* begin Data in this exercise *
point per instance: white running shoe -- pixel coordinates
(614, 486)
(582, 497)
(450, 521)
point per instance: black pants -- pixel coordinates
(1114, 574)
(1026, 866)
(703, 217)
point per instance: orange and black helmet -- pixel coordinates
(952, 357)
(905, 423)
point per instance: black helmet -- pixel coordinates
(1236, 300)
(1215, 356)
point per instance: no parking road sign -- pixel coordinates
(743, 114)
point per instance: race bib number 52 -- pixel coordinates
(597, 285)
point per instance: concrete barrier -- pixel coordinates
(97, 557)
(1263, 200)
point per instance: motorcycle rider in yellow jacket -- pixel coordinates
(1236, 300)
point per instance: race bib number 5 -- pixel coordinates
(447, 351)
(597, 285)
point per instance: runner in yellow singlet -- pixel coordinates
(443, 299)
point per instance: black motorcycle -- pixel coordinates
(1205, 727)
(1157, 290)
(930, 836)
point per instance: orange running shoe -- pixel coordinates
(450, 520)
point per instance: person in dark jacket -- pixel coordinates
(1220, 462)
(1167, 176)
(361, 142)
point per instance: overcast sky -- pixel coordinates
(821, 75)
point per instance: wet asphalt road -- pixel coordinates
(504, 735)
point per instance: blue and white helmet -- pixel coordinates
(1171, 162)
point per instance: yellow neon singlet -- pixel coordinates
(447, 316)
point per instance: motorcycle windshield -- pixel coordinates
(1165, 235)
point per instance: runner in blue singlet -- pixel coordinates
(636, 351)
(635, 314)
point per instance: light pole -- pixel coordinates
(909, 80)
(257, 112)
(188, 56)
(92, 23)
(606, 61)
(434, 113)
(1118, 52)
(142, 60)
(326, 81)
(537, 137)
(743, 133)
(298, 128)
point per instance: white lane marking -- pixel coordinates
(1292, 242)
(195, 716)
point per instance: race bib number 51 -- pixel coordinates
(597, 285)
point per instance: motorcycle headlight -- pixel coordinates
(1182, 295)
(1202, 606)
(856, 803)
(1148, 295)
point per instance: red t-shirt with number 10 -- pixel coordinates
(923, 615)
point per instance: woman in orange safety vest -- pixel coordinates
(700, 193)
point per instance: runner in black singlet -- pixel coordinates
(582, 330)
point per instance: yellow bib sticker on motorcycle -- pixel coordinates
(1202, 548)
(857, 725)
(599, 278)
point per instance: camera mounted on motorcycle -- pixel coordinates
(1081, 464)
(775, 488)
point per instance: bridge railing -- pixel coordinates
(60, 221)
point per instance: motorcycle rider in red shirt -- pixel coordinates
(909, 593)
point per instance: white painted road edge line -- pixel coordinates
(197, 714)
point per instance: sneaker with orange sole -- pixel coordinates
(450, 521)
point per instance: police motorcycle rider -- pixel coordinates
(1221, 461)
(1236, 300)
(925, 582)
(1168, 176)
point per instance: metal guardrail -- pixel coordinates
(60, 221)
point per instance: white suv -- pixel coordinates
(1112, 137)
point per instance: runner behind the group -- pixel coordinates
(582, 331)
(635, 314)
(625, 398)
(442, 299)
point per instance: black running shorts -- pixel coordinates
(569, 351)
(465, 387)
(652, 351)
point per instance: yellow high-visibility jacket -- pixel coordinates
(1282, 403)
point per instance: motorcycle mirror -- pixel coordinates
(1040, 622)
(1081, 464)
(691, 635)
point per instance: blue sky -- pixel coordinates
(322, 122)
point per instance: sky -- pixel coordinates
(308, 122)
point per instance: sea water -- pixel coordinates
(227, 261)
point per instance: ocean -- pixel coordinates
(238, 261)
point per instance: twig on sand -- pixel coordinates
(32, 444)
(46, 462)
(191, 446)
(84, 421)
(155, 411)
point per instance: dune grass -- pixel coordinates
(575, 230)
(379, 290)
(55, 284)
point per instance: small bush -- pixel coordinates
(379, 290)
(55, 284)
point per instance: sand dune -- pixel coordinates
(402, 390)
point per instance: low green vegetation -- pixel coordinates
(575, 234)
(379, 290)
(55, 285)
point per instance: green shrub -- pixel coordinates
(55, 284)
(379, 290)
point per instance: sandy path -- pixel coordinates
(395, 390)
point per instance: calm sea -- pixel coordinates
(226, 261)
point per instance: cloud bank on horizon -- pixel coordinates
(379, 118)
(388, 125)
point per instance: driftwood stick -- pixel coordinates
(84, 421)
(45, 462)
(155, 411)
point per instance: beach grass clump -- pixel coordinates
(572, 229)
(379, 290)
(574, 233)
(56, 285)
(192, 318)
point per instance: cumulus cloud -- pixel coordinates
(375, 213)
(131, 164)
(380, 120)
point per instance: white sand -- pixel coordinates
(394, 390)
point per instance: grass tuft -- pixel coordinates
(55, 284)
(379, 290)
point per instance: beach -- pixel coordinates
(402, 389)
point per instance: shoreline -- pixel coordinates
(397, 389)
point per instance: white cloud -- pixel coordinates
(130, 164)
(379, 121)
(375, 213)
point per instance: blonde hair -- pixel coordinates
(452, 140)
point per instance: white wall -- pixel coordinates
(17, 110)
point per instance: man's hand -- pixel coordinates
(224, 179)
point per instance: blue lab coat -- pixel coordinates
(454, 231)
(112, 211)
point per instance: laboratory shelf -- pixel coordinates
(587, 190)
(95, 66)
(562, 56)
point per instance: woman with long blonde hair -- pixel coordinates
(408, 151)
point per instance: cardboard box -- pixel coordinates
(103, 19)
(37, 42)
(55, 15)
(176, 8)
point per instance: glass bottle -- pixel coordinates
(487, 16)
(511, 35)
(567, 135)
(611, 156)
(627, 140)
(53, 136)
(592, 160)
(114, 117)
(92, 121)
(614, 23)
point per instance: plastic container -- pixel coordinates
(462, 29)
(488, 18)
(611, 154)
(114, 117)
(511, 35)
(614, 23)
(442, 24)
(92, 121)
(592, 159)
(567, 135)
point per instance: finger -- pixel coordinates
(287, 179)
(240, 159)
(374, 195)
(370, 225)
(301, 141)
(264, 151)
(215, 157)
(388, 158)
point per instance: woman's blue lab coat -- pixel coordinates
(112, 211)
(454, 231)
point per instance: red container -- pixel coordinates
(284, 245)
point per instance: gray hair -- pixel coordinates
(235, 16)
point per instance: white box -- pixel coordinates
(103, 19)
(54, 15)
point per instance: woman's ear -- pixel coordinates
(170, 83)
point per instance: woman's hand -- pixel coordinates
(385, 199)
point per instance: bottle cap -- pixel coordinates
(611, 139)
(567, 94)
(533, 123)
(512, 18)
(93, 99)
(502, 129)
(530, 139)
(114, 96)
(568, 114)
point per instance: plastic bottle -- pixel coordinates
* end Data in this exercise *
Requirement: The records above are to be repeated exactly, in their entirety.

Task response:
point per instance: white running shoe -- pixel coordinates
(614, 486)
(582, 497)
(450, 521)
point per instance: black pants -- pixel coordinates
(1114, 574)
(1026, 866)
(703, 217)
point per instance: orange and black helmet -- pixel coordinates
(952, 357)
(905, 423)
point per instance: black helmet -- pixel coordinates
(1236, 300)
(1215, 356)
point per instance: no parking road sign -- pixel coordinates
(743, 114)
point per instance: race bib number 52 -- pixel coordinates
(597, 285)
point per instance: concrete barrier -- pixel coordinates
(97, 557)
(1263, 200)
point per instance: motorcycle rider in yellow jacket -- pixel coordinates
(1236, 300)
point per instance: race bib number 5 -- pixel coordinates
(447, 351)
(597, 285)
point per instance: runner in yellow singlet -- pixel coordinates
(443, 299)
point per instance: black motorcycle -- pixel coordinates
(1205, 727)
(1157, 290)
(930, 836)
point per instance: orange running shoe -- pixel coordinates
(450, 520)
point per instance: person in dark jacket -- pixel coordinates
(1220, 462)
(1167, 176)
(361, 142)
point per instance: overcast sky -- pixel coordinates
(821, 75)
point per instance: wet asphalt road -- pixel coordinates
(504, 735)
point per instance: blue and white helmet -- pixel coordinates
(1171, 162)
point per instance: yellow neon singlet -- pixel coordinates
(447, 316)
point per instance: motorcycle windshield -- pixel coordinates
(1165, 235)
point per instance: runner in blue singlet -- pixel coordinates
(636, 351)
(635, 314)
point per instance: light pole -- pixel coordinates
(909, 80)
(257, 112)
(188, 56)
(92, 23)
(606, 61)
(434, 113)
(1118, 52)
(142, 60)
(326, 81)
(537, 137)
(743, 133)
(298, 128)
point per instance: white lane marking -- pixel coordinates
(1292, 242)
(195, 716)
point per instance: race bib number 51 -- pixel coordinates
(597, 285)
point per instance: motorcycle headlight -- pixel coordinates
(1182, 295)
(1202, 606)
(856, 803)
(1148, 295)
point per instance: red t-shirt with number 10 -- pixel coordinates
(923, 615)
point per instance: woman in orange safety vest -- pixel coordinates
(700, 193)
point per instance: runner in black singlet -- pixel coordinates
(582, 330)
point per instance: yellow bib sticker on motorcycle -- pixel coordinates
(1202, 548)
(857, 725)
(599, 278)
point per instance: camera mounted on motorcycle -- pixel coordinates
(1081, 464)
(775, 488)
point per instance: bridge railing -- pixel coordinates
(60, 221)
point per instance: motorcycle rider in red shirt -- pixel coordinates
(909, 593)
point per instance: white painted road edge line -- pixel coordinates
(197, 714)
point per instance: sneaker with orange sole -- pixel coordinates
(450, 521)
point per instance: police motorcycle rider -- pixel coordinates
(1221, 461)
(1236, 300)
(925, 582)
(1168, 176)
point per instance: metal guardrail -- pixel coordinates
(60, 221)
point per instance: white suv -- pixel coordinates
(1112, 137)
point per instance: runner behind the group -- pixel coordinates
(582, 331)
(635, 314)
(625, 398)
(442, 299)
point per instance: black running shorts -- pixel coordinates
(569, 351)
(465, 387)
(652, 351)
point per instance: yellow high-visibility jacket -- pixel coordinates
(1282, 403)
point per instance: motorcycle mirror -- pixel coordinates
(1040, 622)
(1081, 464)
(691, 635)
point per instance: blue sky -- pixel coordinates
(322, 122)
point per instance: sky -- pixel coordinates
(308, 122)
point per instance: sea water -- pixel coordinates
(227, 261)
point per instance: ocean -- pixel coordinates
(238, 261)
point per instance: twig on sand -- pixel coordinates
(32, 444)
(46, 462)
(191, 446)
(84, 421)
(155, 411)
point per instance: dune grass -- pixel coordinates
(575, 230)
(379, 290)
(55, 284)
point per instance: small bush -- pixel coordinates
(379, 290)
(55, 284)
point per instance: sand dune -- pixel coordinates
(402, 390)
point per instance: low green vegetation -- pixel coordinates
(575, 234)
(379, 290)
(55, 285)
point per instance: green shrub -- pixel coordinates
(55, 284)
(379, 290)
point per instance: sandy path -- pixel coordinates
(395, 390)
point per instance: calm sea -- pixel coordinates
(226, 261)
point per instance: cloud bank on horizon -- pixel coordinates
(379, 118)
(388, 125)
point per instance: driftwood stick -- pixel coordinates
(84, 421)
(45, 462)
(155, 411)
point per instance: beach grass clump -- pixel coordinates
(572, 229)
(379, 290)
(574, 233)
(56, 285)
(192, 318)
point per instance: cumulus cloud -- pixel coordinates
(375, 213)
(131, 164)
(380, 120)
point per instance: white sand -- pixel coordinates
(394, 390)
point per instance: grass tuft -- pixel coordinates
(55, 284)
(379, 290)
point per instance: beach -- pixel coordinates
(402, 389)
point per instance: shoreline -- pixel coordinates
(397, 389)
point per instance: white cloud -- pixel coordinates
(130, 164)
(379, 121)
(375, 213)
point per instance: blonde hair -- pixel coordinates
(452, 140)
point per instance: white wall -- pixel coordinates
(17, 110)
point per instance: man's hand -- pixel coordinates
(224, 179)
point per instance: blue lab coat -- pixel coordinates
(454, 231)
(112, 211)
point per instance: laboratory shelf -- pixel coordinates
(587, 190)
(95, 66)
(562, 56)
point per instance: woman with long blonde hair -- pixel coordinates
(408, 151)
point per instance: cardboard box -- pixel coordinates
(103, 19)
(37, 42)
(55, 15)
(176, 8)
point per instance: glass bottle -- pixel coordinates
(487, 16)
(511, 35)
(567, 135)
(611, 156)
(627, 140)
(53, 136)
(592, 160)
(114, 117)
(92, 121)
(614, 23)
point per instance: plastic container -- pixel coordinates
(462, 29)
(488, 18)
(611, 154)
(114, 117)
(511, 35)
(614, 23)
(442, 24)
(92, 121)
(592, 159)
(567, 135)
point per instance: finger -- pixel coordinates
(287, 179)
(240, 159)
(374, 195)
(370, 225)
(301, 141)
(264, 151)
(215, 157)
(388, 158)
point per instance: woman's blue lab coat -- pixel coordinates
(112, 211)
(454, 231)
point per instance: red container -- pixel coordinates
(284, 245)
point per instance: gray hair -- pixel coordinates
(235, 16)
point per instance: white box -- pixel coordinates
(103, 19)
(54, 15)
point per instance: woman's ear -- pixel coordinates
(170, 83)
point per instance: woman's hand -- pixel coordinates
(385, 199)
point per instance: bottle cap -- pixel coordinates
(611, 139)
(567, 94)
(533, 123)
(512, 18)
(93, 99)
(502, 129)
(530, 139)
(114, 96)
(568, 114)
point per instance: plastic bottle -- pixel coordinates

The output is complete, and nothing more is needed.